• _SHORT PROBLEM_: Locate each line in the material that contains the word "crossing" and copy those lines.

[Point annotation dataset records]

────────

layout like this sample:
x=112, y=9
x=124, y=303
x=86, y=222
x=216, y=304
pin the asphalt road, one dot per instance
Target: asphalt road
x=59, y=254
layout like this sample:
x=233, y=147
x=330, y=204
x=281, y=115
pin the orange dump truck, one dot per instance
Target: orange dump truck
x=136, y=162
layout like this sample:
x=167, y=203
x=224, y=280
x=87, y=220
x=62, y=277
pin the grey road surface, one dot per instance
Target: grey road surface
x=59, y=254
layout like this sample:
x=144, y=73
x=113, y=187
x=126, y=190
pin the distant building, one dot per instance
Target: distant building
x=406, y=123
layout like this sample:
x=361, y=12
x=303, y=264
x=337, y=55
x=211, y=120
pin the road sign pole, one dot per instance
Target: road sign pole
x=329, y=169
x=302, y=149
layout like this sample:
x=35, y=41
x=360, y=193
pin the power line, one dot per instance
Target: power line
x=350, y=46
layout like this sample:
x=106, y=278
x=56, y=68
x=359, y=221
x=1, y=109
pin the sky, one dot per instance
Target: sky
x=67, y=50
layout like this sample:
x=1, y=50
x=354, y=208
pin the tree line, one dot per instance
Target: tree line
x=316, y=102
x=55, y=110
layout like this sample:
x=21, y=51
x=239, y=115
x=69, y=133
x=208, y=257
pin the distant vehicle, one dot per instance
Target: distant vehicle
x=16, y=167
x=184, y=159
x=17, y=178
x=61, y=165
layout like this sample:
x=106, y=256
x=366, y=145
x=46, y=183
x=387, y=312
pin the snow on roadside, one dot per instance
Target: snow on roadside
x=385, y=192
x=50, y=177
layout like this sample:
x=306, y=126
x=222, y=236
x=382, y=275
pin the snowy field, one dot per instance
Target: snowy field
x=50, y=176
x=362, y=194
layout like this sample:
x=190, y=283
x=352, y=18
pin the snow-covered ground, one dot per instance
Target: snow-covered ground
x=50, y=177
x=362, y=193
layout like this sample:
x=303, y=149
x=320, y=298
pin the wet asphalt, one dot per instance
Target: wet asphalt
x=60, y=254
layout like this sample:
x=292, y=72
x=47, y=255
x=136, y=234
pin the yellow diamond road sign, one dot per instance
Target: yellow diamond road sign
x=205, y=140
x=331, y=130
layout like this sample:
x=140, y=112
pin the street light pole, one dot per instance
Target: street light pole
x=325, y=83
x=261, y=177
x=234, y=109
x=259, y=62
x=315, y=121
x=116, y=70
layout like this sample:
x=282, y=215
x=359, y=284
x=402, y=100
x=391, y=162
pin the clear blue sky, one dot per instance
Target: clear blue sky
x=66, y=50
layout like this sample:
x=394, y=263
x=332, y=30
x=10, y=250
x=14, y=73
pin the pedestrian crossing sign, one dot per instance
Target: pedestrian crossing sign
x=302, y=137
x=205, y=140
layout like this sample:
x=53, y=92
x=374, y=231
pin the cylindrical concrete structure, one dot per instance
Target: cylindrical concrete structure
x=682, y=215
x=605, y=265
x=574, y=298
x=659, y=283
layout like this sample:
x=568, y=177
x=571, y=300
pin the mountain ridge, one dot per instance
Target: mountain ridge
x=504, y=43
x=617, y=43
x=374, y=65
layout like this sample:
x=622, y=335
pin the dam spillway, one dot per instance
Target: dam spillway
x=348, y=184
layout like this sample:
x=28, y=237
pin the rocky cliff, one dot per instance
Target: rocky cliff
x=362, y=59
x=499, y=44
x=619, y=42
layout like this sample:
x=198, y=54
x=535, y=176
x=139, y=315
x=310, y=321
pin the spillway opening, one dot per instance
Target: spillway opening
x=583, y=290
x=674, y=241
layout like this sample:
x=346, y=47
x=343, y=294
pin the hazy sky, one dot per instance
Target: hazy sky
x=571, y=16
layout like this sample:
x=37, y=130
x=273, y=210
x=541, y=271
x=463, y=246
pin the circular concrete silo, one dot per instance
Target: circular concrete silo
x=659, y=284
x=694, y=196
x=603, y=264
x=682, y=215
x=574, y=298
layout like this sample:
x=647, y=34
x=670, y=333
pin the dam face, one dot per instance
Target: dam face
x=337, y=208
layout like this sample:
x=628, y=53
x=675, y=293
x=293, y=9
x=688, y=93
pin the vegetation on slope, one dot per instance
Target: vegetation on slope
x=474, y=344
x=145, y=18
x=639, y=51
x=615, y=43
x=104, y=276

────────

• _TASK SOLUTION_:
pin the pedestrian crossing sign, one dot per instance
Target: pedestrian crossing sign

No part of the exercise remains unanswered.